_Extracted information_
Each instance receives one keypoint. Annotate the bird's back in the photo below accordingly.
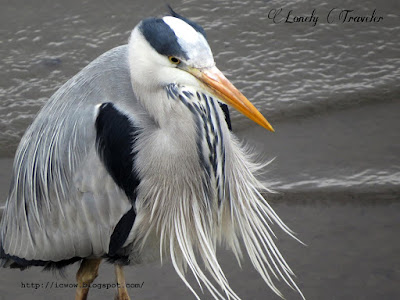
(51, 213)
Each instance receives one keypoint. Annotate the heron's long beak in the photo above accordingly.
(218, 85)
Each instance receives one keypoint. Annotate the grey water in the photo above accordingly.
(329, 86)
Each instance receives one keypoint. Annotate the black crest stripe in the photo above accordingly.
(161, 37)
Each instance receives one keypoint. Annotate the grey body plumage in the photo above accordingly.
(136, 166)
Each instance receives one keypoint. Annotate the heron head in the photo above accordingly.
(174, 49)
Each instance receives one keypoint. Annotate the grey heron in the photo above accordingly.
(132, 160)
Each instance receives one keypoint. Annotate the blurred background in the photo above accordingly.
(330, 90)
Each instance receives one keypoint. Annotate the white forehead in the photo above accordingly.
(192, 42)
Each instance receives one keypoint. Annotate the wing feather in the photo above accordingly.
(63, 202)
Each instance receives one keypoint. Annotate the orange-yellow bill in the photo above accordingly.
(217, 83)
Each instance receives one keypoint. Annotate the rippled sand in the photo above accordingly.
(331, 91)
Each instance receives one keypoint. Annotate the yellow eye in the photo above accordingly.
(174, 60)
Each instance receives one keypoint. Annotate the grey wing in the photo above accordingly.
(67, 200)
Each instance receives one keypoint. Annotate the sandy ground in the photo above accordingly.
(352, 233)
(352, 253)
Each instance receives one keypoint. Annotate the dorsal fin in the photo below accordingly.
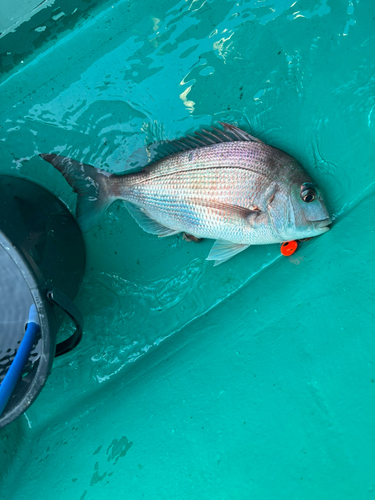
(203, 137)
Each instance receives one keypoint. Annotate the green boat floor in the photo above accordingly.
(255, 379)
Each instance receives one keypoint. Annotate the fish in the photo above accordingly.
(220, 183)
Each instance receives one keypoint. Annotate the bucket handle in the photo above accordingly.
(58, 298)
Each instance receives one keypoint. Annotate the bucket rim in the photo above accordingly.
(46, 358)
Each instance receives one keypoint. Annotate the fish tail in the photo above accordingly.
(93, 186)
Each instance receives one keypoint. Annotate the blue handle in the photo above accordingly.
(15, 371)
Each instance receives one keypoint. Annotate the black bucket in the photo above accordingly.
(42, 262)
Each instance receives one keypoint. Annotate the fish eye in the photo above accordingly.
(308, 195)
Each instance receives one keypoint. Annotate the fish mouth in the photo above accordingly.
(321, 225)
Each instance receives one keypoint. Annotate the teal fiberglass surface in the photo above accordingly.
(254, 379)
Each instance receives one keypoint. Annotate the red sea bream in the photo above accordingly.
(220, 184)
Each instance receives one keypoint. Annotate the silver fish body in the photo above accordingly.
(240, 192)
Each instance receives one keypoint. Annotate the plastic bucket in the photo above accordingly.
(42, 262)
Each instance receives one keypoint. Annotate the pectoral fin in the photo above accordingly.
(224, 250)
(147, 223)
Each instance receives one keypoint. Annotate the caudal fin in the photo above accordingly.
(91, 185)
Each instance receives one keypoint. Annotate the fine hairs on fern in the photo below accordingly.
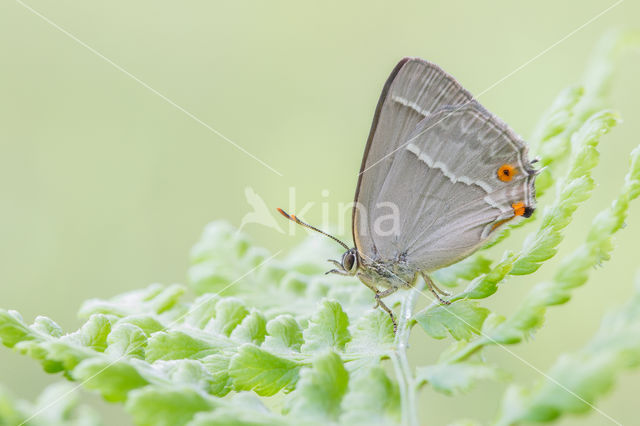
(307, 349)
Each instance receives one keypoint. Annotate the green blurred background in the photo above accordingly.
(105, 185)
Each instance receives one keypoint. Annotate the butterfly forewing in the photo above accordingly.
(434, 153)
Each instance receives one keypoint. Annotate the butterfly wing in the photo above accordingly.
(414, 89)
(443, 181)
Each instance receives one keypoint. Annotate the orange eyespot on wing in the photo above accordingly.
(518, 209)
(506, 172)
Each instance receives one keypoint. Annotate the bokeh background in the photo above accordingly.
(104, 185)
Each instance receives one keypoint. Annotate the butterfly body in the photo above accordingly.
(439, 175)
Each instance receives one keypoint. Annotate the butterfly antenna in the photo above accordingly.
(295, 219)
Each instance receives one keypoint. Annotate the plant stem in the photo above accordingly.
(404, 375)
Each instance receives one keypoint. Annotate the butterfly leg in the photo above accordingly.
(378, 296)
(435, 290)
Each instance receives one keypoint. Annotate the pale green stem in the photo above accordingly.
(404, 374)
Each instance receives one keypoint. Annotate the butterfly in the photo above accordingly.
(439, 175)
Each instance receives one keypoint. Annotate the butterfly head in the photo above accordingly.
(349, 261)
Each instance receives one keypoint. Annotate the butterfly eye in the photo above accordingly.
(349, 261)
(506, 172)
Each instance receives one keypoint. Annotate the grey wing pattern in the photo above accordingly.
(446, 180)
(414, 89)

_Problem_
Exclude every picture and restate the listing word for word.

_Written solution_
Each instance receives one keypoint. Annotate the bird's back in the photo below accordingly.
(51, 213)
Each instance receives one keypoint. Annotate the heron's long beak in the photo above accordingly.
(218, 85)
Each instance receives one keypoint. Annotate the grey water in the photo above accordingly.
(329, 86)
Each instance receives one keypoint. Annotate the black crest stripe in the photo above accordingly.
(161, 37)
Each instance receives one keypoint. Annotate the grey body plumage in the photo above accordingly.
(136, 166)
Each instance receives one keypoint. Annotate the heron head in the photo above accordingly.
(174, 49)
Each instance receives one keypoint. Annotate the grey heron in the photo above accordingly.
(132, 160)
Each instance receives one keypoint. Annotate the blurred background in the photo above accordingly.
(330, 90)
Each instance receives one keypoint. Annotate the white forehead in the photo above accordingly.
(192, 42)
Each instance receives one keypoint. Annotate the wing feather in the photo above accordingly.
(63, 202)
Each instance receives one keypoint. Annotate the orange-yellow bill in the photo above accordingly.
(217, 83)
Each instance receives one keypoint. Annotate the rippled sand in the photo above accordingly.
(331, 91)
Each instance receives one keypoint. Annotate the yellow eye in the photo above accordingly.
(174, 60)
Each instance receives one keypoint. Annotate the grey wing in the photo above accordingly.
(67, 200)
Each instance receives one keypoint. Annotate the sandy ground in the photo above accordingly.
(352, 233)
(352, 253)
Each instance receives one keypoint. Annotate the dorsal fin in the photo below accordingly.
(203, 137)
Each instance receives one keypoint. Annotate the green boat floor in the photo above accordingly.
(255, 379)
Each instance receives one keypoint. Annotate the fish in the photo above accordingly.
(220, 183)
Each instance receives one keypoint. Annotate the bucket handle in the photo above accordingly.
(58, 298)
Each instance receives one keypoint. Annotate the bucket rim in the photo above accordingly.
(46, 358)
Each instance receives one keypoint. Annotate the fish tail in the photo above accordingly.
(93, 186)
Each instance receives one keypoint. Annotate the blue handle in the photo above accordingly.
(15, 371)
Each instance receives one keypoint. Annotate the black bucket in the photo above accordingly.
(42, 262)
Each instance receives one keypoint. Annotate the fish eye in the photo above accordingly.
(308, 195)
Each instance receives one keypoint. Annotate the fish mouth in the photo above accordingly.
(321, 225)
Each instance receives one keypoint. Annotate the teal fiberglass surface in the photo above accordingly.
(254, 379)
Each instance receives one keypoint. Annotate the red sea bream in the photo above accordingly.
(220, 184)
Each instance receives one keypoint. Annotate the silver fish body in the photo above accordingly.
(240, 192)
Each instance receives one keypoint. Annotate the plastic bucket in the photo above accordingly.
(42, 262)
Each instance receives one keypoint. Annotate the pectoral fin in the photo above accordingly.
(224, 250)
(147, 223)
Each instance receives one keypoint. Annotate the caudal fin in the photo above accordingly.
(91, 185)
Each instance receives one keypoint. Annotate the fine hairs on fern in the photo below accordingly.
(307, 349)
Each instance receives one keypoint. Annotate the green blurred background in the photo above accordingly.
(105, 185)
Each instance receives one keypoint. Annotate the butterfly forewing in the photo above accordingly.
(434, 153)
Each instance receives one keypoint. Annotate the butterfly wing in the photo above accordingly.
(414, 89)
(443, 181)
Each instance receives one keypoint. Annotate the orange eyespot on wing in the photo above accordingly.
(518, 209)
(506, 172)
Each instance receives one keypoint. Annotate the bokeh background in the photo above accordingly.
(104, 185)
Each instance receives one keypoint. Annotate the butterfly body in the photo above accordingly.
(439, 175)
Each instance receives one keypoint. Annotate the butterfly antenna in the photo above accordingly.
(295, 219)
Each instance receives one keypoint. Annotate the plant stem in the photo above accordingly.
(404, 375)
Each instance receives one keypoint. Annotate the butterfly leg in the photo above accordingly.
(378, 296)
(435, 290)
Each instance receives one keypoint. Annotate the pale green stem in the photo above accordingly.
(404, 374)
Each instance receives one keypoint. Annotate the butterfly in the photo above accordingly.
(439, 175)
Each instance receives one keypoint. Annotate the butterfly head in the photo above accordingly.
(349, 261)
Each instance receives one keypoint. Annotate the butterfly eye in the photo above accordingly.
(349, 261)
(506, 172)
Each instance receives one keypoint. Annotate the grey wing pattern in the photo above accordingly.
(446, 180)
(414, 89)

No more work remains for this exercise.